====== Data shown ======

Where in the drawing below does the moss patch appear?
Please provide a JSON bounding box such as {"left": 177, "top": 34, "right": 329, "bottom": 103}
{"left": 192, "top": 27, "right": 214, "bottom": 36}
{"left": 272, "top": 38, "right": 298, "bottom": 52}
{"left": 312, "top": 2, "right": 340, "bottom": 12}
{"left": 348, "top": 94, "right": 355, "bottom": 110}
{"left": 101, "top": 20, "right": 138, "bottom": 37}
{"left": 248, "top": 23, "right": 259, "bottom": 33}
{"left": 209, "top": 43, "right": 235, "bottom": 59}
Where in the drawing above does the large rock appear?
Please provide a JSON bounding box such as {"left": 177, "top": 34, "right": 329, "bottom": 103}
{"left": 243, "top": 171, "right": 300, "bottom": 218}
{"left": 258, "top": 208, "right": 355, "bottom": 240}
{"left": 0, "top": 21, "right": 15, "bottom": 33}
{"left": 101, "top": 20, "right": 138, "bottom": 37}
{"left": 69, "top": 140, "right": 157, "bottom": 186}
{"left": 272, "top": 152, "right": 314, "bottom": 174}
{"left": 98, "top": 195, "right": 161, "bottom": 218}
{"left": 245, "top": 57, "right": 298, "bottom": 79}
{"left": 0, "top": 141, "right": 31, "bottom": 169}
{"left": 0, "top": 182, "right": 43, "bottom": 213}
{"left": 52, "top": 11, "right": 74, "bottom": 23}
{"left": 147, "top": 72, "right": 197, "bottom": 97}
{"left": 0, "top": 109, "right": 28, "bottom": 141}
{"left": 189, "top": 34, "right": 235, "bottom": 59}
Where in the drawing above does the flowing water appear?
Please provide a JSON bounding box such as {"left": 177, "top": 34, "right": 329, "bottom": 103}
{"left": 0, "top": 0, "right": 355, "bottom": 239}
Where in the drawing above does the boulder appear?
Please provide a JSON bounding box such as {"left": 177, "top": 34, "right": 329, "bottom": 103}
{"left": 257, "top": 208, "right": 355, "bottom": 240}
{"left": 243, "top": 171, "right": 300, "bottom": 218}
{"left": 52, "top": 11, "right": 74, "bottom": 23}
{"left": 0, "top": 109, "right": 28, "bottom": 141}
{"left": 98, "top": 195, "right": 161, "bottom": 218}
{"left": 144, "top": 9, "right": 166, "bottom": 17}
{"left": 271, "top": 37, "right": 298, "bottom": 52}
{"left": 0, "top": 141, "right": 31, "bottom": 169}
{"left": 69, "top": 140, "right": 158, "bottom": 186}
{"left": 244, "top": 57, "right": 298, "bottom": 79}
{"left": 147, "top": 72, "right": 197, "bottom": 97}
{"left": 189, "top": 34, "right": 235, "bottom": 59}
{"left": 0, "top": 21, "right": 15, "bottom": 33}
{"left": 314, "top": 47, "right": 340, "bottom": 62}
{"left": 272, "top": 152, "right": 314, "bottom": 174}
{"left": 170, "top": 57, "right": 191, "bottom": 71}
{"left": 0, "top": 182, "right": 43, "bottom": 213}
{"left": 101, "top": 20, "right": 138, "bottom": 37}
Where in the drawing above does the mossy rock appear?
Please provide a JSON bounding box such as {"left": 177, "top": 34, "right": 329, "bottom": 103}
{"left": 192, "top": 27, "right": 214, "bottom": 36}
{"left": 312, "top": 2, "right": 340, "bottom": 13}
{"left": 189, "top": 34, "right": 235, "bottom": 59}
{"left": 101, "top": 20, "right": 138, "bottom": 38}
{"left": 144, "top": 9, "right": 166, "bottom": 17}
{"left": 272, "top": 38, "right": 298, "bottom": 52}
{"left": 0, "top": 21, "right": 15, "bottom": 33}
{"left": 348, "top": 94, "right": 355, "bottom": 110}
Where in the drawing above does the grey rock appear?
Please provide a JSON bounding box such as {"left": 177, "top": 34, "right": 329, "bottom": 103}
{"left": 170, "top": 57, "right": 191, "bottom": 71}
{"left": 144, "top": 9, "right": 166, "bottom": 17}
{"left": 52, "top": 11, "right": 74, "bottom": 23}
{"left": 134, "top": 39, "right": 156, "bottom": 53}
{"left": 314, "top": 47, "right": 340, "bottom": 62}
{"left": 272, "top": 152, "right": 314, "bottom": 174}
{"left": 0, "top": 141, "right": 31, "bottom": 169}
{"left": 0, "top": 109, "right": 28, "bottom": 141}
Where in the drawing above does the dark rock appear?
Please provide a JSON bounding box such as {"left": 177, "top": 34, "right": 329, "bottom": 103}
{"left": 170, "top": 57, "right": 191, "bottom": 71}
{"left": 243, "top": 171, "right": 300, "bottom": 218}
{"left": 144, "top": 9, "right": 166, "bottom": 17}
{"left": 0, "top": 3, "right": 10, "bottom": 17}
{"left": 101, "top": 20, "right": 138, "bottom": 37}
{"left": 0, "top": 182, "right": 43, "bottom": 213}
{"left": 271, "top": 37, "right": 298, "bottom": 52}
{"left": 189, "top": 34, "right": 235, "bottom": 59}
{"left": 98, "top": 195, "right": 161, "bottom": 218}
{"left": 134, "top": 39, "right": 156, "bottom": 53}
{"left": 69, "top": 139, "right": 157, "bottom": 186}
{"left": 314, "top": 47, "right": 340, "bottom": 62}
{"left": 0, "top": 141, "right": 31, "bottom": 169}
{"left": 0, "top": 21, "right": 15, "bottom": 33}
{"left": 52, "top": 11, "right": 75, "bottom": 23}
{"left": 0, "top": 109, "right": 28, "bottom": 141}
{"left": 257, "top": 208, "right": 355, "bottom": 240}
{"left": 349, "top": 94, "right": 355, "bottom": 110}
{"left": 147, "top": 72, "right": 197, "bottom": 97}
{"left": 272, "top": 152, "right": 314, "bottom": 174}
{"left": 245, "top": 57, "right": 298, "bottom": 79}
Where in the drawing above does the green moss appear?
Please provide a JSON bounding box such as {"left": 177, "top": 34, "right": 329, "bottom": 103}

======

Exercise goal - Your reply must reproduce all records above exactly.

Result of the task -
Where in the drawing below does the moss patch appear?
Please provide a JSON bounding box such as {"left": 177, "top": 34, "right": 329, "bottom": 103}
{"left": 192, "top": 27, "right": 214, "bottom": 36}
{"left": 272, "top": 38, "right": 298, "bottom": 52}
{"left": 312, "top": 2, "right": 340, "bottom": 12}
{"left": 348, "top": 94, "right": 355, "bottom": 110}
{"left": 101, "top": 20, "right": 138, "bottom": 37}
{"left": 248, "top": 23, "right": 259, "bottom": 33}
{"left": 209, "top": 43, "right": 235, "bottom": 59}
Where in the drawing above does the large rock appear?
Please provide a JSON bounding box such as {"left": 177, "top": 34, "right": 329, "bottom": 103}
{"left": 243, "top": 171, "right": 300, "bottom": 218}
{"left": 258, "top": 208, "right": 355, "bottom": 240}
{"left": 0, "top": 21, "right": 15, "bottom": 33}
{"left": 101, "top": 20, "right": 138, "bottom": 37}
{"left": 69, "top": 140, "right": 157, "bottom": 186}
{"left": 272, "top": 152, "right": 314, "bottom": 174}
{"left": 98, "top": 195, "right": 161, "bottom": 218}
{"left": 245, "top": 57, "right": 298, "bottom": 79}
{"left": 0, "top": 141, "right": 31, "bottom": 169}
{"left": 0, "top": 182, "right": 43, "bottom": 213}
{"left": 52, "top": 11, "right": 74, "bottom": 23}
{"left": 147, "top": 72, "right": 197, "bottom": 97}
{"left": 0, "top": 109, "right": 28, "bottom": 141}
{"left": 189, "top": 34, "right": 235, "bottom": 59}
Where in the drawing above does the flowing water appear?
Please provide a JSON bounding box such as {"left": 177, "top": 34, "right": 329, "bottom": 103}
{"left": 0, "top": 0, "right": 355, "bottom": 239}
Where in the drawing above does the boulder appear?
Please provide a JSON bounding box such as {"left": 177, "top": 34, "right": 329, "bottom": 103}
{"left": 257, "top": 208, "right": 355, "bottom": 240}
{"left": 243, "top": 171, "right": 300, "bottom": 218}
{"left": 52, "top": 11, "right": 74, "bottom": 23}
{"left": 0, "top": 109, "right": 28, "bottom": 141}
{"left": 98, "top": 195, "right": 161, "bottom": 218}
{"left": 144, "top": 9, "right": 166, "bottom": 17}
{"left": 271, "top": 37, "right": 298, "bottom": 52}
{"left": 0, "top": 141, "right": 31, "bottom": 169}
{"left": 69, "top": 140, "right": 158, "bottom": 186}
{"left": 244, "top": 57, "right": 298, "bottom": 79}
{"left": 147, "top": 72, "right": 197, "bottom": 97}
{"left": 189, "top": 34, "right": 235, "bottom": 59}
{"left": 0, "top": 21, "right": 15, "bottom": 33}
{"left": 314, "top": 47, "right": 340, "bottom": 62}
{"left": 272, "top": 152, "right": 314, "bottom": 174}
{"left": 170, "top": 57, "right": 191, "bottom": 71}
{"left": 0, "top": 182, "right": 43, "bottom": 213}
{"left": 101, "top": 20, "right": 138, "bottom": 37}
Where in the drawing above does the mossy rock appear?
Please provide a JSON bounding box such as {"left": 177, "top": 34, "right": 329, "bottom": 103}
{"left": 192, "top": 27, "right": 214, "bottom": 36}
{"left": 312, "top": 2, "right": 340, "bottom": 13}
{"left": 189, "top": 34, "right": 235, "bottom": 59}
{"left": 101, "top": 20, "right": 138, "bottom": 38}
{"left": 144, "top": 9, "right": 166, "bottom": 17}
{"left": 272, "top": 38, "right": 298, "bottom": 52}
{"left": 0, "top": 21, "right": 15, "bottom": 33}
{"left": 348, "top": 94, "right": 355, "bottom": 110}
Where in the drawing above does the grey rock appear?
Please provide a JSON bounding box such as {"left": 177, "top": 34, "right": 329, "bottom": 103}
{"left": 170, "top": 57, "right": 191, "bottom": 71}
{"left": 144, "top": 9, "right": 166, "bottom": 17}
{"left": 52, "top": 11, "right": 74, "bottom": 23}
{"left": 134, "top": 39, "right": 156, "bottom": 53}
{"left": 314, "top": 47, "right": 340, "bottom": 62}
{"left": 272, "top": 152, "right": 314, "bottom": 174}
{"left": 0, "top": 141, "right": 31, "bottom": 169}
{"left": 0, "top": 109, "right": 28, "bottom": 141}
Where in the drawing above does the dark rock appear?
Please provide a JSON bounding box such as {"left": 177, "top": 34, "right": 329, "bottom": 103}
{"left": 170, "top": 57, "right": 191, "bottom": 71}
{"left": 243, "top": 171, "right": 300, "bottom": 218}
{"left": 144, "top": 9, "right": 166, "bottom": 17}
{"left": 0, "top": 3, "right": 10, "bottom": 17}
{"left": 101, "top": 20, "right": 138, "bottom": 37}
{"left": 0, "top": 182, "right": 43, "bottom": 213}
{"left": 271, "top": 37, "right": 298, "bottom": 52}
{"left": 189, "top": 34, "right": 235, "bottom": 59}
{"left": 98, "top": 195, "right": 161, "bottom": 218}
{"left": 134, "top": 39, "right": 156, "bottom": 53}
{"left": 69, "top": 139, "right": 157, "bottom": 186}
{"left": 314, "top": 47, "right": 340, "bottom": 62}
{"left": 0, "top": 141, "right": 31, "bottom": 169}
{"left": 0, "top": 21, "right": 15, "bottom": 33}
{"left": 52, "top": 11, "right": 75, "bottom": 23}
{"left": 0, "top": 109, "right": 28, "bottom": 141}
{"left": 257, "top": 208, "right": 355, "bottom": 240}
{"left": 349, "top": 94, "right": 355, "bottom": 110}
{"left": 147, "top": 72, "right": 197, "bottom": 97}
{"left": 272, "top": 152, "right": 314, "bottom": 174}
{"left": 245, "top": 57, "right": 298, "bottom": 79}
Where in the drawing above does the green moss appear?
Please provide a JSON bounding box such as {"left": 177, "top": 34, "right": 329, "bottom": 103}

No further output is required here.